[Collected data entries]
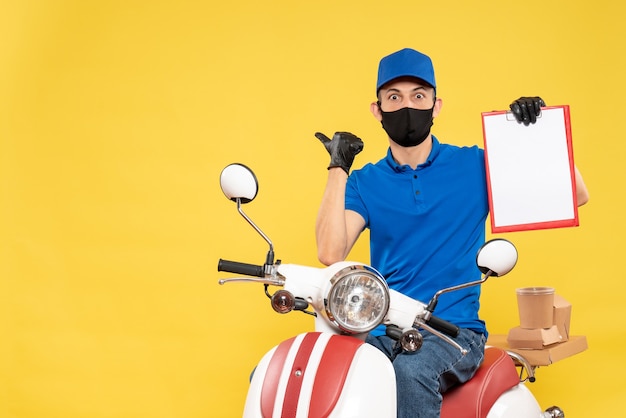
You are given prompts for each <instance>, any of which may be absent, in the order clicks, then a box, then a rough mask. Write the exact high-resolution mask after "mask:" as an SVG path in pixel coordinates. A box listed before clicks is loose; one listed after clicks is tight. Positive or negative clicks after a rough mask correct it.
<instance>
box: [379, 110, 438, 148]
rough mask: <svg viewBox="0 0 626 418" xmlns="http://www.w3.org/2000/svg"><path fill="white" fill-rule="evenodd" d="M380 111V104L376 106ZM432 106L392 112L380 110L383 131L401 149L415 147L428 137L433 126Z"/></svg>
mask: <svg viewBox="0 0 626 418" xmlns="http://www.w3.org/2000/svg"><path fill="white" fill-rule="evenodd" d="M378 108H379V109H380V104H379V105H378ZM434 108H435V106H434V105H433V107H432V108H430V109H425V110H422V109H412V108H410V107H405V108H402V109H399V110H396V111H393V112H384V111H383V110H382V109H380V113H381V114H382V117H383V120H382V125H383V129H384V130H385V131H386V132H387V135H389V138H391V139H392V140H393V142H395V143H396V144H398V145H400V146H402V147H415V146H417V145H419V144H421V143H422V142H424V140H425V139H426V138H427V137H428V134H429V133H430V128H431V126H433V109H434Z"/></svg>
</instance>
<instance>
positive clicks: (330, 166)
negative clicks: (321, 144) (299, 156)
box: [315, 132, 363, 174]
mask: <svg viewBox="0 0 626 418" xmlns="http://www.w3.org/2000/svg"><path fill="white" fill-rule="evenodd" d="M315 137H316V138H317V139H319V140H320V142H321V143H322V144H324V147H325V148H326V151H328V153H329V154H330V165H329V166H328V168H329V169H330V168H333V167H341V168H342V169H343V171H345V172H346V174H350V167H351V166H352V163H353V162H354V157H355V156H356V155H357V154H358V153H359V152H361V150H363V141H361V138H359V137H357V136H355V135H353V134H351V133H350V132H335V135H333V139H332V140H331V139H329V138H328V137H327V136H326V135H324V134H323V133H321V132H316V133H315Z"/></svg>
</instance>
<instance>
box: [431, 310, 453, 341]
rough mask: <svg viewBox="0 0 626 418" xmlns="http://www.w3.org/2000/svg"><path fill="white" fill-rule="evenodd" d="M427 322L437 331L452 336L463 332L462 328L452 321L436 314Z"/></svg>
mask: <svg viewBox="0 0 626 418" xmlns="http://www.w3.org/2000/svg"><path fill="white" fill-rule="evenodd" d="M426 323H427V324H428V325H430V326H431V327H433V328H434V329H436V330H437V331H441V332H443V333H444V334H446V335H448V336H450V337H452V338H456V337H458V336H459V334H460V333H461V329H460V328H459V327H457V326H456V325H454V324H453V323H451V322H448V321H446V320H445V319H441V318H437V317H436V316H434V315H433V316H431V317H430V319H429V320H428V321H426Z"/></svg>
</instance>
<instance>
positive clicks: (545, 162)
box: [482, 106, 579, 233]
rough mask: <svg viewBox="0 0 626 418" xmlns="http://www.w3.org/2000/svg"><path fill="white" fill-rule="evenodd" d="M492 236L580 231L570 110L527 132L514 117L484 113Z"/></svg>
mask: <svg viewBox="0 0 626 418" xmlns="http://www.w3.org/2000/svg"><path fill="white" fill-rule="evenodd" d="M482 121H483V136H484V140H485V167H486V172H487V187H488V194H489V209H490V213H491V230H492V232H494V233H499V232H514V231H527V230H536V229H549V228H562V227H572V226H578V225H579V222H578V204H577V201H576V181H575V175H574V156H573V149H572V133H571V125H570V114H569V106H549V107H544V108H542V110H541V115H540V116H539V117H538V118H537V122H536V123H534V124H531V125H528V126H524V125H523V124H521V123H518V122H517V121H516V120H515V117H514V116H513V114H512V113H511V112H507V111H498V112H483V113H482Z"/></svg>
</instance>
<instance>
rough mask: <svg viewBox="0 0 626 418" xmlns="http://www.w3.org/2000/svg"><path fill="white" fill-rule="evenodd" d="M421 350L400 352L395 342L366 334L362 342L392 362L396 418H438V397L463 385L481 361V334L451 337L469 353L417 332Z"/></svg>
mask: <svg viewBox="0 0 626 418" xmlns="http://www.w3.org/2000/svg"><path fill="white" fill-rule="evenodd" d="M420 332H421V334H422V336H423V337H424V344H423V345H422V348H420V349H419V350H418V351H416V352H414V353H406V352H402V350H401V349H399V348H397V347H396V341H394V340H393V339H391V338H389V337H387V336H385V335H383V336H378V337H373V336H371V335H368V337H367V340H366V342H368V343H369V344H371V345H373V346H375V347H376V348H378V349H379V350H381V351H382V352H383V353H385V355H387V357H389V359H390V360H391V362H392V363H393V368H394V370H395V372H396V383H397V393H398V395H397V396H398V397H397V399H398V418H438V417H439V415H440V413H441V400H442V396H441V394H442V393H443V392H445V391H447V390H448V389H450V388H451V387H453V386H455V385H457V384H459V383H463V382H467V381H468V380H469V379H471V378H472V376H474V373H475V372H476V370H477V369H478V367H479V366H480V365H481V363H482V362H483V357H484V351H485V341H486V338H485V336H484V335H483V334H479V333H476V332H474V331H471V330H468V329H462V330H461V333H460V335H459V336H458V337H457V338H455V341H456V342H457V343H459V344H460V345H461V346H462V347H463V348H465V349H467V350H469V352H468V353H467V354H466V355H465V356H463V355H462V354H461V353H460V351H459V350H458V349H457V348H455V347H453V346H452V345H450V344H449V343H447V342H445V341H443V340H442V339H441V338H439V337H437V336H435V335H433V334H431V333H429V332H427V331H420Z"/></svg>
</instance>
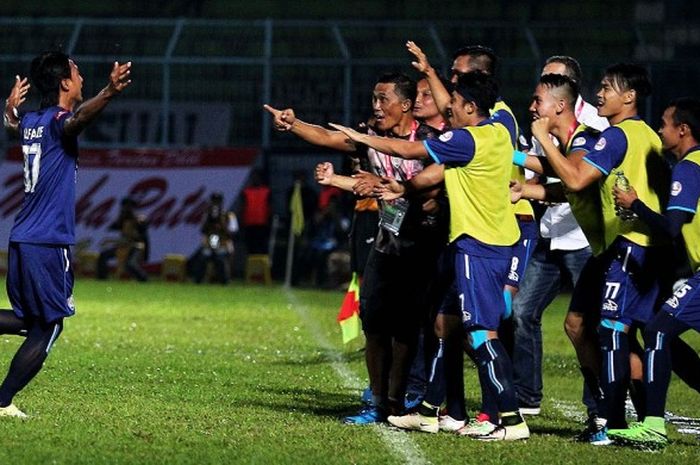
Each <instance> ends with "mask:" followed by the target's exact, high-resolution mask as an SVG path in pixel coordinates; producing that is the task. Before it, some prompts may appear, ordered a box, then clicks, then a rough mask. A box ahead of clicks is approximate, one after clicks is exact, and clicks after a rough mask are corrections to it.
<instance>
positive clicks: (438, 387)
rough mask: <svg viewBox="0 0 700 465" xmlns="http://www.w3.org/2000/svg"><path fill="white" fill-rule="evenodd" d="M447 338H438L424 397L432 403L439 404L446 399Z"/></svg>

[WORK REQUEST] The exercise is to copy out every line above that has the word "negative" in it.

[FINAL ANSWER]
You are given prompts for each <instance>, any of which may be absent, in the order clicks, then a box, then a rough mask. Write the exact high-resolution mask after "mask:" as an SVG path in pixel coordinates. A box listed before clicks is loose; one listed after clicks is tight. Positive or negative clicks after a rough mask correct it.
negative clicks: (321, 144) (299, 156)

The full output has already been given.